Friday, December 18, 2020

 Society for Classical Studies 153rd Annual Meeting


January 5–8, 2022
San Francisco

Call for Papers for a Panel Sponsored by the Society for Late Antiquity

Panel Title: Gender, Power, and the Body in Late Antiquity

Organized by Melissa Harl Sellew, Classical & Near Eastern Studies, University of Minnesota

We invite paper proposals that address some aspect of the interconnections amongst gender, embodiment, and expressions of power in the late ancient world.

Recent work (Ahmed, Queer Phenomenology, 2006; Cawthorn, Becoming Female, 2008; Graybill, Are We Not Men? 2018; Marchal, Appalling Bodies, 2020) has advanced our understanding of how power of various sorts (whether that be in political, military, familial, civic, or religious contexts) is presented and effected through one’s bodily presence. These negotiations and claims can often involve compelling gestures of gendered presentation and performance, which sometimes challenge — or more often underscore — prevailing social norms. The diverse cultures of late antiquity and Byzantium offer rich sites for exploring how bodily practices work to express claims for power and its active expression.

» **Task to complete**
In the call for papers, who organized the panel?

» **Information given**
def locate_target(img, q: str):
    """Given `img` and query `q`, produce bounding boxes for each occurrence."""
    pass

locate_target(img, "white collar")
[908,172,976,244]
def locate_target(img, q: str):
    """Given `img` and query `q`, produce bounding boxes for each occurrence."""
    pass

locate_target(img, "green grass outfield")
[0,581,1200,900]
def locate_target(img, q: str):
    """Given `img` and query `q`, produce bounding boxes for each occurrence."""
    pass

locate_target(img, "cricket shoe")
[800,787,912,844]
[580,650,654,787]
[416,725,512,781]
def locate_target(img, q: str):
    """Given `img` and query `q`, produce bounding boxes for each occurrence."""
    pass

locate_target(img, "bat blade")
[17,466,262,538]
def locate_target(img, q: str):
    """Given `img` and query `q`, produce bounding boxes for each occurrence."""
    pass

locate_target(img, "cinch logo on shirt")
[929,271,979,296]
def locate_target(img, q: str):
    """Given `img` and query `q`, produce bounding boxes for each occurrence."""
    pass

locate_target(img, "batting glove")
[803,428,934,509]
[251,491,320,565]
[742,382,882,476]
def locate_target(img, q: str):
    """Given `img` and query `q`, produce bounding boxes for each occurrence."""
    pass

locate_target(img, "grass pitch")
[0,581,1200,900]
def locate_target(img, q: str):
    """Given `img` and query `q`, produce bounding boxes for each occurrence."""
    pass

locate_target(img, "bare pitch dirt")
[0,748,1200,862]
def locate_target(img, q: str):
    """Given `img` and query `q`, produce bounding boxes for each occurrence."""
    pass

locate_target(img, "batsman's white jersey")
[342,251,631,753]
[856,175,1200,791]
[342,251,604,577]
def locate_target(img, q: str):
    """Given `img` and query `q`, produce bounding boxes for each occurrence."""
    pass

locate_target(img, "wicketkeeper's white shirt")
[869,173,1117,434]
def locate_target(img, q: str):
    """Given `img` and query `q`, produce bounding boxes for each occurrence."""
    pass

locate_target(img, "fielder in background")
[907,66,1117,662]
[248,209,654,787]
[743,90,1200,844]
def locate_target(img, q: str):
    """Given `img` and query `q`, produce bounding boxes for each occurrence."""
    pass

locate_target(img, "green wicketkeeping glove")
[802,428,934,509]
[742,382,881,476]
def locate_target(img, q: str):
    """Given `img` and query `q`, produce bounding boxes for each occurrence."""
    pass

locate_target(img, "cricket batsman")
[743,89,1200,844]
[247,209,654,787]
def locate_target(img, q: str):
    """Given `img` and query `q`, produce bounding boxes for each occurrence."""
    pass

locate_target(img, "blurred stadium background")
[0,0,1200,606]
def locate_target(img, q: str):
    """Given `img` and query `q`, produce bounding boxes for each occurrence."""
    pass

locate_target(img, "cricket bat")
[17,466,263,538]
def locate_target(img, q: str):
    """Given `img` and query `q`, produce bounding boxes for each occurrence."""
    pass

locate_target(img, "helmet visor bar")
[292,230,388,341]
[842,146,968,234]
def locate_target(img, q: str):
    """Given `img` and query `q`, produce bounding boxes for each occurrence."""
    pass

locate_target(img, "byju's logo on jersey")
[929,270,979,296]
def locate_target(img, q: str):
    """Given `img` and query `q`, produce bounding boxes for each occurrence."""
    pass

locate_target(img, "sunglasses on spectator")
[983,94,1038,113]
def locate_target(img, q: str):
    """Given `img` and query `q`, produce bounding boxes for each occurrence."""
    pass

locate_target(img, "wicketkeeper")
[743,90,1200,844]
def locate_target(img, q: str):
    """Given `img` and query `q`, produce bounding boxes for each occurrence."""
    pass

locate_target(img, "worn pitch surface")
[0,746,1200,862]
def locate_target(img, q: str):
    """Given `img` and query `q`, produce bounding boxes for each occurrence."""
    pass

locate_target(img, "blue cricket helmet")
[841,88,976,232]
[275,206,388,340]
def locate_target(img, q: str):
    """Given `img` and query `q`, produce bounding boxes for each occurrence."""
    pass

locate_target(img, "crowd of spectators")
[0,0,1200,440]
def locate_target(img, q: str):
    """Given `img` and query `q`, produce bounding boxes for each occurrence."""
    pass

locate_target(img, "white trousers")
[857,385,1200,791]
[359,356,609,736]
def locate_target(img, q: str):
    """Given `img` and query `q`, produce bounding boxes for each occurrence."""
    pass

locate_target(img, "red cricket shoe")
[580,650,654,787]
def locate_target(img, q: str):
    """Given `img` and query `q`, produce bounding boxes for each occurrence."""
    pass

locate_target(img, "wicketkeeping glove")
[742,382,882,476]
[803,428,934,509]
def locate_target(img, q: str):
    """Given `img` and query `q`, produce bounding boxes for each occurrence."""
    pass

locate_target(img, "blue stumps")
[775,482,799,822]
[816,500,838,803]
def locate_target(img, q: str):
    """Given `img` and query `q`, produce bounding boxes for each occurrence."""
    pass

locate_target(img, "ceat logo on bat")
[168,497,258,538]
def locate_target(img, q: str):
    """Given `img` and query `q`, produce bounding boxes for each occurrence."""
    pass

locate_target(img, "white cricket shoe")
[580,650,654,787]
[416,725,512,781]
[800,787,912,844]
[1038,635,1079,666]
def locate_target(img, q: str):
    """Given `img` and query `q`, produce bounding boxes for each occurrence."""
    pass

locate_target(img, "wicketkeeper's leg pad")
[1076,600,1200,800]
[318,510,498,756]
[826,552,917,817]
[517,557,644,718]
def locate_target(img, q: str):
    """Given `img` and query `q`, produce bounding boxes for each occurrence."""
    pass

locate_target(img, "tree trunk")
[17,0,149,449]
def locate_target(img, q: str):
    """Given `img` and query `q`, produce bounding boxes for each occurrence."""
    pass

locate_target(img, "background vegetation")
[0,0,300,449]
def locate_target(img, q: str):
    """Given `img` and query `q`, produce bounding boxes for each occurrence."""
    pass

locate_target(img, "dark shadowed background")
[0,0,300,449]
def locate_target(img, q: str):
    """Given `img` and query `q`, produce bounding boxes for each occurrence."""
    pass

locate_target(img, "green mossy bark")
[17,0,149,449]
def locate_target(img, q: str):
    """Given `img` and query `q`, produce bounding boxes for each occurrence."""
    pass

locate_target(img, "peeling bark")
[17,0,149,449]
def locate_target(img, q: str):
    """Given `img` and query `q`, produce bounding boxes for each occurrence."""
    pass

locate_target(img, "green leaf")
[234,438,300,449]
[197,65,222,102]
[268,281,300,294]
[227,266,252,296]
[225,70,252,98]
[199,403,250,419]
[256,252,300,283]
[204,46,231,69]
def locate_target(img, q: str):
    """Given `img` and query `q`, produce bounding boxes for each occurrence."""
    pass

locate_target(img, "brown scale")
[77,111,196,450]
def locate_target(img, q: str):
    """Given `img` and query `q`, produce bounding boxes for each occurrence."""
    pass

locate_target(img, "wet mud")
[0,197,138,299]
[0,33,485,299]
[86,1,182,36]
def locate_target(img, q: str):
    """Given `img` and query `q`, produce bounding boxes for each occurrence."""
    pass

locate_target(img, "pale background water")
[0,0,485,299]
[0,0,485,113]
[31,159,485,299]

» **Answer for the task**
Melissa Harl Sellew, of Classical & Near Eastern Studies at the University of Minnesota.